Brief: Check each line of the records below and collect those that include the word "gray".

Data supplied:

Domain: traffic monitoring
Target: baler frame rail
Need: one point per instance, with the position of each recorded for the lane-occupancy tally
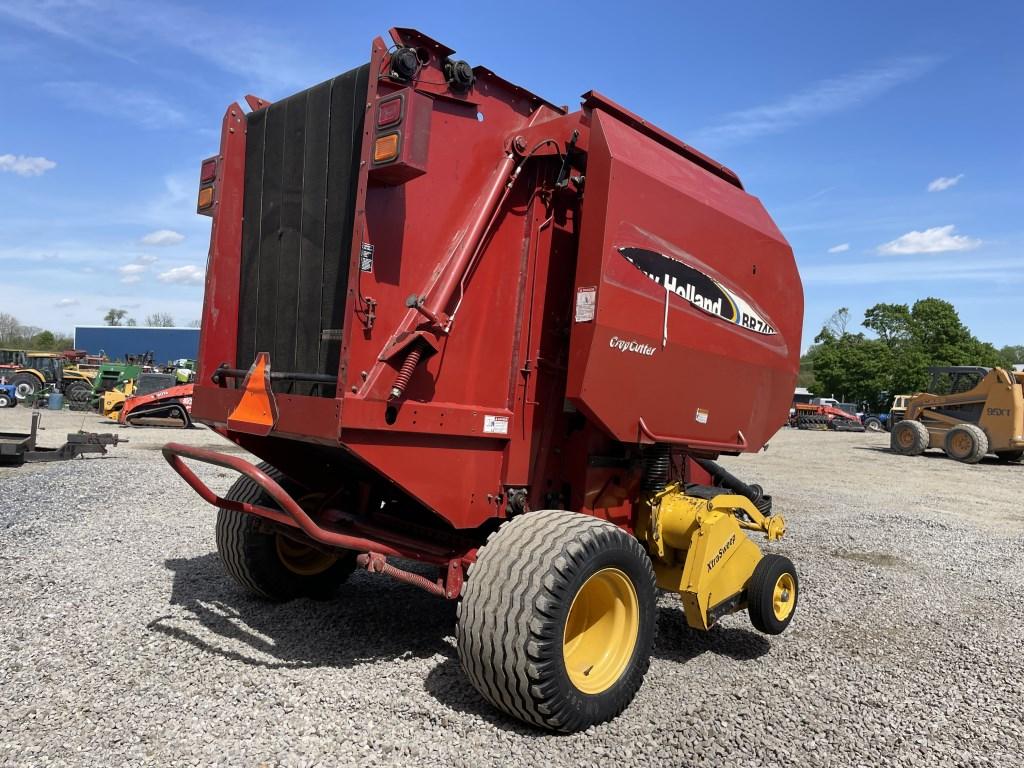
(383, 544)
(224, 372)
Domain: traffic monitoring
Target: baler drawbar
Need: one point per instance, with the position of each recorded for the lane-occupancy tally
(508, 341)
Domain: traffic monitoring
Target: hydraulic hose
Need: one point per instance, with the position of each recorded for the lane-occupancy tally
(728, 480)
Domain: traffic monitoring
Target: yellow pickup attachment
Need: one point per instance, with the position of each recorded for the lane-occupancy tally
(699, 550)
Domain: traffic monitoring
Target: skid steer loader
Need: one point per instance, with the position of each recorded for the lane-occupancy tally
(979, 411)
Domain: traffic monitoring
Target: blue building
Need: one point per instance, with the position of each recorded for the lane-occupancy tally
(119, 341)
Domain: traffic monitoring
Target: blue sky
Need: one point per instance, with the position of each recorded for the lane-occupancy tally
(885, 138)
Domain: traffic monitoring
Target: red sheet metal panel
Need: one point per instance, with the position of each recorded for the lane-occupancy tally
(690, 304)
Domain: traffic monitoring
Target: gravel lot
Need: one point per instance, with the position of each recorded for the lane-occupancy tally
(123, 642)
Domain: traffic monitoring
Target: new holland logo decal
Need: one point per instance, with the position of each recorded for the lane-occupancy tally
(696, 288)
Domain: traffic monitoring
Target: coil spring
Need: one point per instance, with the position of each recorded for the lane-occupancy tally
(656, 465)
(406, 373)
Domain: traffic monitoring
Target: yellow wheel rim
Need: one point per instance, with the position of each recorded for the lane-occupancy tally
(302, 559)
(962, 443)
(783, 596)
(601, 631)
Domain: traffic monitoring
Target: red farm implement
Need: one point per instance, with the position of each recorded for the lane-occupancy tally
(463, 326)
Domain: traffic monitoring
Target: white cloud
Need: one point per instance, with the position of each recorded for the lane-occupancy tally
(131, 272)
(822, 98)
(183, 275)
(163, 238)
(26, 166)
(936, 240)
(944, 182)
(916, 270)
(146, 110)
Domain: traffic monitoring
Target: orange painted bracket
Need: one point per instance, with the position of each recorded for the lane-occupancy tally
(257, 411)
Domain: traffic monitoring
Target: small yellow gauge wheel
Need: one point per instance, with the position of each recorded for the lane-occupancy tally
(302, 559)
(269, 564)
(772, 594)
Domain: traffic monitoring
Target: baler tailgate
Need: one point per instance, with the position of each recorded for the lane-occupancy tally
(302, 158)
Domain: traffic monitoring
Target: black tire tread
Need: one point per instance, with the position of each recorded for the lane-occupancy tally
(980, 442)
(509, 591)
(767, 571)
(921, 441)
(240, 546)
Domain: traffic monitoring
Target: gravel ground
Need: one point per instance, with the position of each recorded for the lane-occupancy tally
(123, 642)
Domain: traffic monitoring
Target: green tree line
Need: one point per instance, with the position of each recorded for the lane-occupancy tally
(907, 341)
(15, 336)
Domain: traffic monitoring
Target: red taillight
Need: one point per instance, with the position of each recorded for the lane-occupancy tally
(209, 171)
(389, 112)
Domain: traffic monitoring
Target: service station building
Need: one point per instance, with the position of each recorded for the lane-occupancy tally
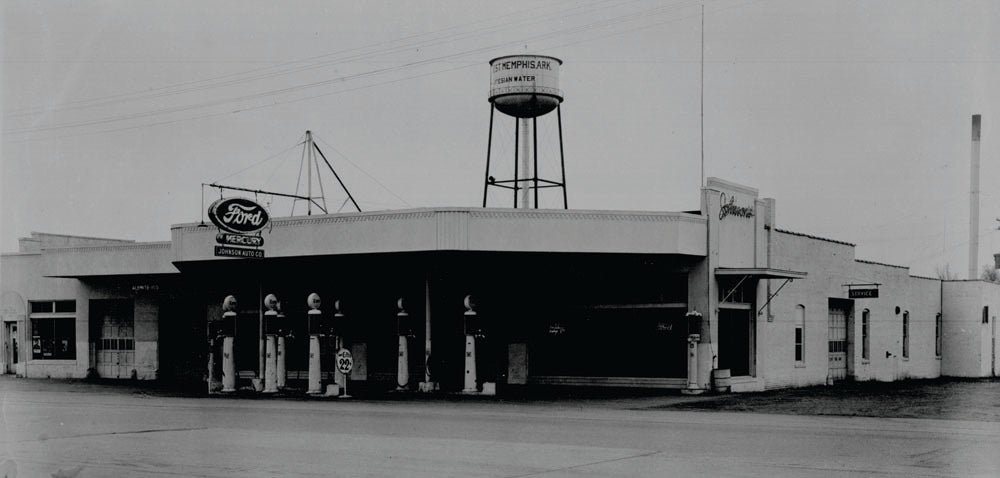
(483, 299)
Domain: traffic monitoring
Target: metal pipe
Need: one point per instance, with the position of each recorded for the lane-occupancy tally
(974, 201)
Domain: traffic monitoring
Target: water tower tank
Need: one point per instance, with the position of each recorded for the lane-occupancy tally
(525, 86)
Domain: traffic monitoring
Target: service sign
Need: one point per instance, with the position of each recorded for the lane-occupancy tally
(862, 294)
(238, 215)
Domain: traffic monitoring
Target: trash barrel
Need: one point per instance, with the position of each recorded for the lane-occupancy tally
(720, 380)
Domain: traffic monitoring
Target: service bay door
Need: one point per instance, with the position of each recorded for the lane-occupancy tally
(838, 344)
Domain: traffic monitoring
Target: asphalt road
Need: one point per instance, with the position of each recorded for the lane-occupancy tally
(95, 433)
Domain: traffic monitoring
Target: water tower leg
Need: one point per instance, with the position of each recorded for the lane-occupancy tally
(517, 148)
(562, 158)
(489, 149)
(525, 152)
(534, 131)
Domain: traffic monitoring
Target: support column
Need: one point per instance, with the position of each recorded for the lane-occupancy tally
(471, 329)
(428, 385)
(315, 368)
(270, 365)
(228, 365)
(403, 355)
(339, 378)
(280, 371)
(470, 365)
(692, 358)
(269, 373)
(315, 371)
(228, 358)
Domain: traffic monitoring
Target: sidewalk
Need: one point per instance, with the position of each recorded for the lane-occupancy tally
(953, 399)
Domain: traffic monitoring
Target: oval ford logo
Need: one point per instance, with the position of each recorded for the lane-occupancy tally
(238, 215)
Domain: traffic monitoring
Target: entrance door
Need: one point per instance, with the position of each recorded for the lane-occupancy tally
(116, 348)
(994, 346)
(837, 343)
(10, 351)
(735, 339)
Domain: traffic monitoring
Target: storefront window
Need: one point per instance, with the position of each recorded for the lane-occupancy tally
(865, 322)
(53, 330)
(906, 334)
(800, 326)
(938, 324)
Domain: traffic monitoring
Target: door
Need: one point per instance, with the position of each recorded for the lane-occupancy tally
(837, 344)
(994, 346)
(116, 347)
(10, 350)
(735, 341)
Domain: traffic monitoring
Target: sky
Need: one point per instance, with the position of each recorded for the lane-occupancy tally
(854, 115)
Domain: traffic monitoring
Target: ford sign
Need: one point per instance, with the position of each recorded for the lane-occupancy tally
(238, 215)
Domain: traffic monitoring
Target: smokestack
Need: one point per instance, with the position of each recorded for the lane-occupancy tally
(974, 202)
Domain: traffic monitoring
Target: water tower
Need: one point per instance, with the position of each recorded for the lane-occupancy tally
(525, 87)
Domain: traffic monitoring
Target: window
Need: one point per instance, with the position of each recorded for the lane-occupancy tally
(865, 322)
(800, 326)
(53, 330)
(906, 334)
(938, 325)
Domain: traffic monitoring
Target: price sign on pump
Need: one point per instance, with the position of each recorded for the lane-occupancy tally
(345, 362)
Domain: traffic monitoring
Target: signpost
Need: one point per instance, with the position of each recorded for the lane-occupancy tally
(238, 219)
(345, 363)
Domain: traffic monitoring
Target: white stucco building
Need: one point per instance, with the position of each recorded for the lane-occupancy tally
(562, 297)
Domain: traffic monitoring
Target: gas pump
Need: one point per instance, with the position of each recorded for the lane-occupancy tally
(280, 349)
(473, 330)
(692, 388)
(228, 358)
(338, 330)
(404, 332)
(215, 335)
(314, 317)
(270, 346)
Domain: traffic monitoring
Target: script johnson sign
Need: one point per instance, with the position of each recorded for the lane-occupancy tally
(730, 208)
(238, 215)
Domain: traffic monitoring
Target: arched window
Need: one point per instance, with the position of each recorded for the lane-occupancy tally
(906, 334)
(800, 334)
(938, 325)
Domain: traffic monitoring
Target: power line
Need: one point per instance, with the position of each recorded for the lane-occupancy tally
(234, 78)
(571, 30)
(620, 19)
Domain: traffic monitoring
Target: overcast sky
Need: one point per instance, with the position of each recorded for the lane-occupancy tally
(854, 115)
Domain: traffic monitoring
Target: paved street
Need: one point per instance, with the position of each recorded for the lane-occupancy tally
(87, 431)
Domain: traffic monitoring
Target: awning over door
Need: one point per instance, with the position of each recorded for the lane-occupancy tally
(759, 272)
(745, 273)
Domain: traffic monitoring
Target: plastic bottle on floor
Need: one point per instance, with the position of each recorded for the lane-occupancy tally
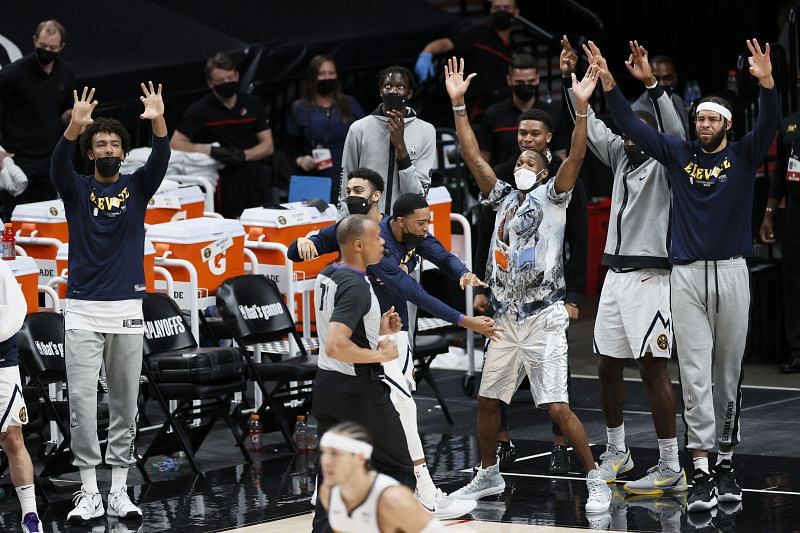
(255, 433)
(301, 435)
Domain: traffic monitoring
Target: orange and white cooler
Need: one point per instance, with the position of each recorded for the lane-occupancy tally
(26, 271)
(171, 203)
(285, 226)
(45, 221)
(440, 203)
(149, 265)
(215, 246)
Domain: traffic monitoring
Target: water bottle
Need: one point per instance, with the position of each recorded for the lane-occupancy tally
(167, 464)
(301, 435)
(8, 243)
(255, 433)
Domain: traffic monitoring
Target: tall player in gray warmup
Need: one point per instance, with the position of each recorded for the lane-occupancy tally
(712, 191)
(103, 318)
(633, 316)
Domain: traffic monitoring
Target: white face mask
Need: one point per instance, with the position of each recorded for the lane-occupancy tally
(526, 179)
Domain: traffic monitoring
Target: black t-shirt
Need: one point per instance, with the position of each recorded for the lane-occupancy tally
(32, 103)
(783, 180)
(498, 129)
(488, 56)
(207, 121)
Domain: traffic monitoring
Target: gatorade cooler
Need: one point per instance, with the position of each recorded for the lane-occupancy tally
(440, 203)
(215, 246)
(26, 271)
(285, 226)
(171, 203)
(45, 221)
(149, 266)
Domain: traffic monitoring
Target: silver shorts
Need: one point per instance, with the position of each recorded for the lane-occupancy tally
(537, 347)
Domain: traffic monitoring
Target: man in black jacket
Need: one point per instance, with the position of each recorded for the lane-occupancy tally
(534, 132)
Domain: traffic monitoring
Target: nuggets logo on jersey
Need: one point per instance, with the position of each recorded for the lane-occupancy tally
(706, 177)
(109, 206)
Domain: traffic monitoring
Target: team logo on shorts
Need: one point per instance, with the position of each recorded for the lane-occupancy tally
(662, 342)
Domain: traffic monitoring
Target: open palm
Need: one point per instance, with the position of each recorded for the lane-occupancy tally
(153, 103)
(583, 90)
(760, 64)
(83, 107)
(454, 79)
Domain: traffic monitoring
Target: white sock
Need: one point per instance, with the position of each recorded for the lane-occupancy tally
(27, 499)
(668, 452)
(119, 478)
(616, 437)
(425, 486)
(722, 456)
(89, 480)
(701, 463)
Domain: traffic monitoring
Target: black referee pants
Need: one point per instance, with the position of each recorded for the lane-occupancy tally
(363, 399)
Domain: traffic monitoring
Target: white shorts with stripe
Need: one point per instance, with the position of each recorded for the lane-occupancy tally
(633, 316)
(13, 411)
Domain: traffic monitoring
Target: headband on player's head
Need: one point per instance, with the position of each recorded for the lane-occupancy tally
(713, 106)
(346, 444)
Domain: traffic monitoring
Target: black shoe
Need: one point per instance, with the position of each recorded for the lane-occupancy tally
(792, 366)
(559, 460)
(506, 453)
(728, 489)
(703, 496)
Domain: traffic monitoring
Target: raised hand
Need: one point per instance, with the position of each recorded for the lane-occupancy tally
(454, 79)
(568, 59)
(583, 90)
(83, 107)
(638, 64)
(153, 103)
(595, 56)
(760, 64)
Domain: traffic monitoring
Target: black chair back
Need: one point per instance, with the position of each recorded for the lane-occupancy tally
(41, 346)
(165, 328)
(253, 309)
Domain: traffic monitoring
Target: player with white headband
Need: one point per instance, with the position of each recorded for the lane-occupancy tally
(360, 500)
(712, 182)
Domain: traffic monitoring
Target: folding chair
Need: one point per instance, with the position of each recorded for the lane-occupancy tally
(426, 348)
(41, 356)
(176, 369)
(254, 311)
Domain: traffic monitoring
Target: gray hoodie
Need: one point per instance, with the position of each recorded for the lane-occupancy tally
(641, 200)
(368, 146)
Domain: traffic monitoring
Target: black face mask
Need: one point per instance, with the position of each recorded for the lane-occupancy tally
(326, 87)
(107, 166)
(357, 205)
(393, 102)
(635, 154)
(45, 57)
(412, 239)
(502, 20)
(525, 92)
(227, 89)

Task answer:
Target: tall player in gray warmup
Target: gray hoodie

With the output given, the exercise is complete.